::: Приведённый отрывок

Итак, хотя на Таити в самом деле можно было целыми днями петь и любить, Гоген убедился, что совсем без денег не обойтись. Во всяком случае, в Папеэте, где стоимость жизни оказалась даже выше, чем в Париже. Домик, снятый Гогеном, обходился ему в пятьдесят-шестьдесят франков в месяц. Два раза в день он ходил в отличный французский ресторан Ренвойе; в месяц это составляло около ста пятидесяти франков. Когда он приглашал гостей, — а это случалось частенько, — счет, естественно, оказывался еще больше. Многочисленные лавки на пристани изобиловали товаром до такой степени, что одежда, ткани, утварь, инструмент, лампы и ведра висели на стенах, под потолком, даже у входа снаружи. Известно, когда у тебя перед глазами столько заманчивых товаров, невозможно устоять против соблазна. Временные подруги Гогена поддавались соблазну ежедневно и ежечасно, в итоге его скромный капитал таял с угрожающей быстротой. Словом, пора было приступать к писанию портретов, на которые он возлагал такие надежды.

К великому разочарованию Гогена, ни чиновники, ни местные тузы не обнаружили интереса, когда он известил их, что у него наконец-то появилось время для заказов. Вероятно, они заключили, что человек, чьи вкусы позволяют ему открыто якшаться не только с таитянскими девицами, но и с приказчиками, писарями, солдатами и моряками, не может быть хорошим художником. Не исключено также, что Гоген с самого начала неверно оценил обстановку и был обманут вежливыми фразами и обостренным вниманием, которое вызывает новый человек. И вместо того чтобы, как положено, начать свою карьеру светского живописца портретом губернатора, он вынужден был в качестве первого клиента довольствоваться простым английским столяром по имени Томас Бембридж. У столяра было целых двадцать два ребенка, и почему-то ему захотелось получить портрет дочери Сусанны, солидной дамы лет сорока. Справедливо полагая, что столяр вряд ли сумеет оценить синтетический стиль, Гоген написал сугубо реалистический портрет уже не молодой, увядшей и весьма тучной Сусанны. Он даже придал ее носу натуральный красный цвет. Столяр, разумеется, посчитал это карикатурой и, наверно, уничтожил бы портрет, если бы не уплатил за него целых двести франков. И Томас Бембридж с грустью упрятал картину в своем сарае, где ее нашли уже после смерти Гогена. Со временем она попала в Королевский музей современного искусства в Брюсселе, где висит и ныне[57]. Неодобрительное отношение к портрету, можно сказать, пережило заказчика: едва ли не во всех альбомах Сусанну ошибочно именуют «Мисс Кембридж».

::::::
::: Записи

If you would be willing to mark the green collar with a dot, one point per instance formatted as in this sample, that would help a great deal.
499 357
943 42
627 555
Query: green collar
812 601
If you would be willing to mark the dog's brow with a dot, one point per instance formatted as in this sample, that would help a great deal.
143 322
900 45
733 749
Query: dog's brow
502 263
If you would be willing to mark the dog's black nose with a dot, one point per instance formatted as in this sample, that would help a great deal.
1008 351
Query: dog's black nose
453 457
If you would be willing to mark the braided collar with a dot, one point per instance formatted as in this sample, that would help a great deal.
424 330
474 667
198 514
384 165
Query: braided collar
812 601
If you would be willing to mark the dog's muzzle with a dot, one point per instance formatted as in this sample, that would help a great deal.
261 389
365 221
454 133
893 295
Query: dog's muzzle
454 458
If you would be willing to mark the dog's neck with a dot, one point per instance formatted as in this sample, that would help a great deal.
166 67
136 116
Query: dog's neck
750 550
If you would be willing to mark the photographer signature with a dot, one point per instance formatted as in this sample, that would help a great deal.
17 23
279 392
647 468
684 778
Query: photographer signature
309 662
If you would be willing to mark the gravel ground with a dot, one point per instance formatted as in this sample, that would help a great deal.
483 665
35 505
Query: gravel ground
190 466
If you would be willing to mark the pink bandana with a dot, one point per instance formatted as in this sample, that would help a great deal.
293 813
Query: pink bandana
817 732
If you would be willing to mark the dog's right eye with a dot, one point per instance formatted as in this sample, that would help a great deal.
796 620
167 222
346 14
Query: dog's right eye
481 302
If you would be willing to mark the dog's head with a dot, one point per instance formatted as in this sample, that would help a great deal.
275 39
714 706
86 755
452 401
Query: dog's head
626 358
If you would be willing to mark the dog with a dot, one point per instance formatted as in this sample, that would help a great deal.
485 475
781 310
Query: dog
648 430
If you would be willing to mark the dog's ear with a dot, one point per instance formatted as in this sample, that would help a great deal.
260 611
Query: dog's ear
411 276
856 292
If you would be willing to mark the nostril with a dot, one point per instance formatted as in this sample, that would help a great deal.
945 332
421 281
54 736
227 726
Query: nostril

::::::

### Задание
В каком музее, согласно отрывку о Гогене на Таити, ныне висит портрет Сусанны?

### Ответ
Портрет висит в Королевском музее современного искусства в Брюсселе.